* Source text *
● ● ●

Saturday, March 7, 2015

More islands, rain forests , Hogfish life

 We have been doing more hikes and climbs on different islands lately. Every island has its own distinct flaura and feel. They are all so different it being impossible to decide on a favorite climb. Lots has changed since we last sailed this way. More boats but the big thing is the islanders have been very friendly this time. In years past lots of places were avoided because of the rudeness of the locals to us boaters. Seemed like they had a chip on their shoulders. Now it's like being in Bermuda. After a few days there years ago I asked our waitress why everyone was so nice. She explained that many years  ago they changed their work description from being a "service " industry to a "hospitality" one. Taking the service= servatuide out of the equation changed it all in their minds. Now they are hosting us as guests.  
Seems like that it's been adopted down here so far. Everyone looks happy. Looks like and feels like they understand we are here to enjoy their country and will be spending a bit of our hard earned cash too.

● ● ●

* Work request 1 *
Translate this sentence from the sailing blog post into Spanish: "In years past lots of places were avoided because of the rudeness of the locals to us boaters."
* Work request 2 *
Please retype the part of the sailing blog post starting with "More islands, rain" and going on through "us as guests.".

● ● ●

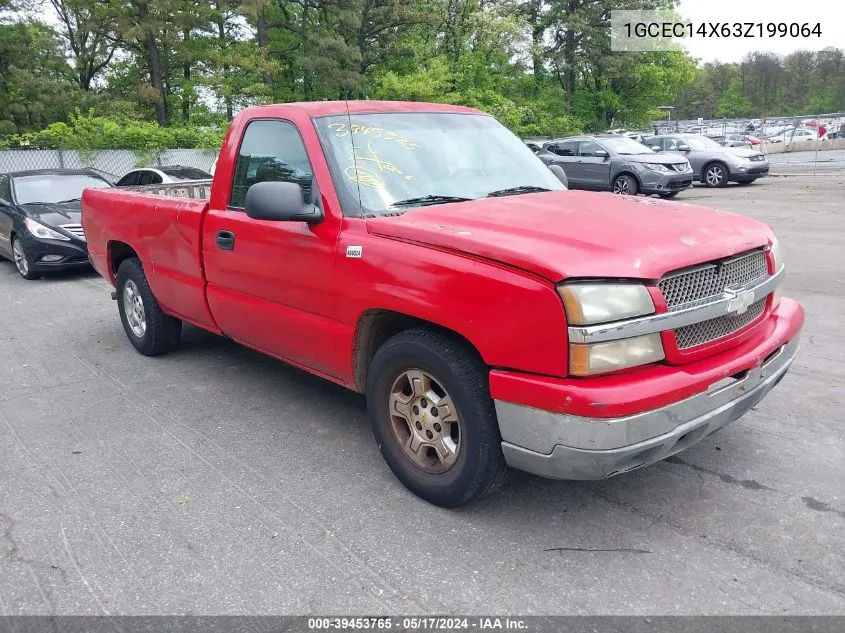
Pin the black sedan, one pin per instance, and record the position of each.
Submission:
(41, 219)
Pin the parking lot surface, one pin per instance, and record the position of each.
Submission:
(218, 481)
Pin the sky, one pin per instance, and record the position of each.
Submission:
(830, 13)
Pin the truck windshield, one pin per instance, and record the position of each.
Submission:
(388, 163)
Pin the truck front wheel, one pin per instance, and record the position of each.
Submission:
(433, 418)
(150, 330)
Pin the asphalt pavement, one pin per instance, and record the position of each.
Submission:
(219, 481)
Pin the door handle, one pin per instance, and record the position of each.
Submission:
(225, 240)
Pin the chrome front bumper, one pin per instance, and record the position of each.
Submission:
(563, 446)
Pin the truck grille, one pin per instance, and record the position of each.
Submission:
(706, 331)
(75, 229)
(708, 282)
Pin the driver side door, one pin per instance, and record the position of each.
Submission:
(270, 284)
(564, 154)
(6, 220)
(595, 170)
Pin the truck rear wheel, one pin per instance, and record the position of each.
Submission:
(433, 418)
(150, 330)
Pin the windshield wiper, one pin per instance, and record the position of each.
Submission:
(429, 199)
(514, 190)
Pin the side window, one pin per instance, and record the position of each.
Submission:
(589, 148)
(565, 149)
(270, 150)
(149, 178)
(129, 180)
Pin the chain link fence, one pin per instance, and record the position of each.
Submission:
(112, 163)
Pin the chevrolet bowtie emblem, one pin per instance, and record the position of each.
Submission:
(738, 300)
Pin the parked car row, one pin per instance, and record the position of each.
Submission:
(40, 213)
(664, 164)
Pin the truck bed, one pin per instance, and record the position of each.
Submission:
(195, 189)
(163, 225)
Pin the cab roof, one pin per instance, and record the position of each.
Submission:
(329, 108)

● ● ●

* Response area 1 *
En años pasados se evitaban muchos lugares por la grosería de los lugareños con nosotros, los navegantes.

* Response area 2 *
More islands, rain forests , Hogfish life

 We have been doing more hikes and climbs on different islands lately. Every island has its own distinct flaura and feel. They are all so different it being impossible to decide on a favorite climb. Lots has changed since we last sailed this way. More boats but the big thing is the islanders have been very friendly this time. In years past lots of places were avoided because of the rudeness of the locals to us boaters. Seemed like they had a chip on their shoulders. Now it's like being in Bermuda. After a few days there years ago I asked our waitress why everyone was so nice. She explained that many years  ago they changed their work description from being a "service " industry to a "hospitality" one. Taking the service= servatuide out of the equation changed it all in their minds. Now they are hosting us as guests.